* **Excerpted passage**:

● ● ● ● ●

0

I want to get sum of columns values and group them by half year window, but number of columns too many, which I want to automate such painful things with sql logic. since we can do count() for table, can we do sum() for getting sum of each columns values in big query standard sql? based on my intuition, I came up my sql but it didn't produce expected output. Can anyone suggest possible workaround ont this?

objective:

I just want to get sum of each column values then group by id, year, and half-year.

my attempt and reproducible data

here is my input table schema and values (Note that for making this minimal example, I just used sql server), here is dbfiddle

here is my attempt:

with tb1(
    select res.*
    from (
        select distinct
            txn.user_id,
            extract(year from txn.purchase_date) as purch_yr,
            CASE 
                WHEN EXTRACT(QUARTER FROM txn.purchase_date) IN (1, 2) THEN 1 
                WHEN EXTRACT(QUARTER FROM txn.purchase_date) IN (3, 4) THEN 2
            END AS purch_period,
    
        from trans txn
        group by user_id, purch_yr, purch_period
    ) as res
)

tb2 as (
    select 
        *,
        sum(*)   -- intend to get sum of each columns
    from trans
    group by user_id, purch_yr, purch_period
)

● ● ● ● ●

* **Named-object pointing records**:
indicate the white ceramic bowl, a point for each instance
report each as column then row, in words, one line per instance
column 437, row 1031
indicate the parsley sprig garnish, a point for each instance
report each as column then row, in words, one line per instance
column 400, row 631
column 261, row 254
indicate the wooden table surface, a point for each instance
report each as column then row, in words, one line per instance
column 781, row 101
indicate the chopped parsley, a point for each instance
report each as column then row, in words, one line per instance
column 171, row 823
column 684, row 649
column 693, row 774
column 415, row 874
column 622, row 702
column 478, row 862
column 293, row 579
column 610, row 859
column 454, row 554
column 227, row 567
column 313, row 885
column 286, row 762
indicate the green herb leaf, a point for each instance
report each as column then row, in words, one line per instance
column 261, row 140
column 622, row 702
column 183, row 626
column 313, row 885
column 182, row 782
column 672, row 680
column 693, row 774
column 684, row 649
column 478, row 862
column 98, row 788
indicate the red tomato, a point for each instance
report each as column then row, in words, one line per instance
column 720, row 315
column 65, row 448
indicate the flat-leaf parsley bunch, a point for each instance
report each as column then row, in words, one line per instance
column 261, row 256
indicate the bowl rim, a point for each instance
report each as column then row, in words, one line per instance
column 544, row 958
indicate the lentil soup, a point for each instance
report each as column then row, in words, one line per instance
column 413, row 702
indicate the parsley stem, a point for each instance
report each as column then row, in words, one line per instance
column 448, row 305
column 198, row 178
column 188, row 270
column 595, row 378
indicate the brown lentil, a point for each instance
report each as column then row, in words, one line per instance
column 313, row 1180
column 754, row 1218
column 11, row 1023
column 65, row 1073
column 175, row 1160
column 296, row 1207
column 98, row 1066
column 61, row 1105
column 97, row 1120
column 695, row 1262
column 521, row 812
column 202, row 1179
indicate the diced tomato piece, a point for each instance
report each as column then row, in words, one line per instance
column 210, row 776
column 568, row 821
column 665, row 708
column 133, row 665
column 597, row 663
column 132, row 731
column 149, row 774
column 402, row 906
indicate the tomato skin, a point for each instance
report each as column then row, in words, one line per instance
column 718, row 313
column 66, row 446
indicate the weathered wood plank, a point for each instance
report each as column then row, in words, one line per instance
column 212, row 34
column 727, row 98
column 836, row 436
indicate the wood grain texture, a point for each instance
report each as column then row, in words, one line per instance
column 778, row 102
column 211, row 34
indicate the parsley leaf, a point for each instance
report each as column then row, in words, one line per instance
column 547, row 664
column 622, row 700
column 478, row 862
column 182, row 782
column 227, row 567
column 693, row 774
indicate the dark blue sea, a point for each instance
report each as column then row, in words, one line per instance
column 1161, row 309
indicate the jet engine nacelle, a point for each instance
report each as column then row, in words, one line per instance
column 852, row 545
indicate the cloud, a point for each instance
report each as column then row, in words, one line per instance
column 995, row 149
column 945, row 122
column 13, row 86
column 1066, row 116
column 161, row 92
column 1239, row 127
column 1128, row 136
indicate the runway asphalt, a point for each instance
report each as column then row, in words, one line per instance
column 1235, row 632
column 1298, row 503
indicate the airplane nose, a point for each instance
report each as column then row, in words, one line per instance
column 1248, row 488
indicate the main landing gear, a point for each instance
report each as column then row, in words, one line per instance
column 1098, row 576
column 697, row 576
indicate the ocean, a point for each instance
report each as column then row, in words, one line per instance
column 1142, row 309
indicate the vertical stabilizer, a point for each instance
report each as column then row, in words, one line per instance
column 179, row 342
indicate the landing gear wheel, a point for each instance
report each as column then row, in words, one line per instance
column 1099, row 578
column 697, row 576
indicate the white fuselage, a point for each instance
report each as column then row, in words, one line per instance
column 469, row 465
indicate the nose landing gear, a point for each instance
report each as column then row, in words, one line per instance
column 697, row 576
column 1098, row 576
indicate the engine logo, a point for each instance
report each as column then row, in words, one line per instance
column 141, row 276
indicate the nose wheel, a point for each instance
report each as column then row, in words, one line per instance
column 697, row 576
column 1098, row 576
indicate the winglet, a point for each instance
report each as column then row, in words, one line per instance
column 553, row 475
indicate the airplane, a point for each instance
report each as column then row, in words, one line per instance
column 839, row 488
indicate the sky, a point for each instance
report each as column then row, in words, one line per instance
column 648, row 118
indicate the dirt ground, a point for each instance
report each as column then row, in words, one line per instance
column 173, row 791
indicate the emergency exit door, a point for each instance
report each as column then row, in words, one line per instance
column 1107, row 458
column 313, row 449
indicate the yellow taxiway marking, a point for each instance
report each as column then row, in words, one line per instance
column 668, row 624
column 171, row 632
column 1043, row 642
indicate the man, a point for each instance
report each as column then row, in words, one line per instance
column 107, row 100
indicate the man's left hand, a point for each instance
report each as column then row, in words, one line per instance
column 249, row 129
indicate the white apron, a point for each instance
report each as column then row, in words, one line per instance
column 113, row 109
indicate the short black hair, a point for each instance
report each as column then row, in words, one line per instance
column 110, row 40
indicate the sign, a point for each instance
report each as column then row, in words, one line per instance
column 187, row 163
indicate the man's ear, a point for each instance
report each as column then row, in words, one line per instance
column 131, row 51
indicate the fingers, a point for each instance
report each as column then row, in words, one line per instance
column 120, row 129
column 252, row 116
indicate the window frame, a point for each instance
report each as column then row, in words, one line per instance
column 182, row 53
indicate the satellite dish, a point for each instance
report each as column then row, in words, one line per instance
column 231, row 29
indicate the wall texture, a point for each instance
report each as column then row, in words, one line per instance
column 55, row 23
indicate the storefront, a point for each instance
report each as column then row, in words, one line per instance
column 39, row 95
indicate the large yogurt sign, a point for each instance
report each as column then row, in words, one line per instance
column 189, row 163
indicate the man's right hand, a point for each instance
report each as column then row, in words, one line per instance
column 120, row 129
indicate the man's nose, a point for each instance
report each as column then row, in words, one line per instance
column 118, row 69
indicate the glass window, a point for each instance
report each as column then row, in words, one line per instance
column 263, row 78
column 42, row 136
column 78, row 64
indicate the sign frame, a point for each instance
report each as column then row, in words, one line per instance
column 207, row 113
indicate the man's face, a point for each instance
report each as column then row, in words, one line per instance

● ● ● ● ●

* **Instruction 1**:
In the forum post on summing columns in BigQuery:
(a) Which database did the poster use to build the minimal example?
(b) Which quarters does the CASE expression assign to purch_period 1?
(c) Which three things does the poster want to group the sums by?
* **Instruction 2**: Can you write what comes next in the forum post on summing columns in BigQuery, picking up after its final block of SQL?

* **Expected output 1**:
(a) SQL Server
(b) Quarters 1 and 2
(c) id, year, and half-year

* **Expected output 2**:
select tb1.*, tb2.*
from tb1 left join tb2 on tb2.user_id=tb1.user_id

I intend to sum of each columns using sum(*) and group them by user_id, purch_yr, purch_period but above attempt didn't fetch any data though. The reason of doing this because I have so many columns and I need to do sum(col1), ..., sum(coln). Above attempt didn't work.

update- new attempt:

this is my another attempt but I got null values as sum of columns values:

select res.*
from (
  select distinct
    purchase_dateuser_id,
    extract(year from purchase_datepurchase_date) as purch_yr,
    CASE
        WHEN EXTRACT(QUARTER FROM purchase_datepurchase_date) IN (1, 2) THEN 1 
        WHEN EXTRACT(QUARTER FROM purchase_datepurchase_date) IN (3, 4) THEN 2
    END AS purch_period,
    SUM(prod_ab_amt),
    SUM(prod_bf_amt),
    SUM(prod_gm_amt),
    SUM(catg_cg_amt),
    SUM(catg_dh_amt),
    SUM(catg_xy_amt),
    SUM(catg_mk_amt),
    SUM(brand_hk_amt),
    SUM(brand_hp_amt),
    SUM(brand_vm_amt)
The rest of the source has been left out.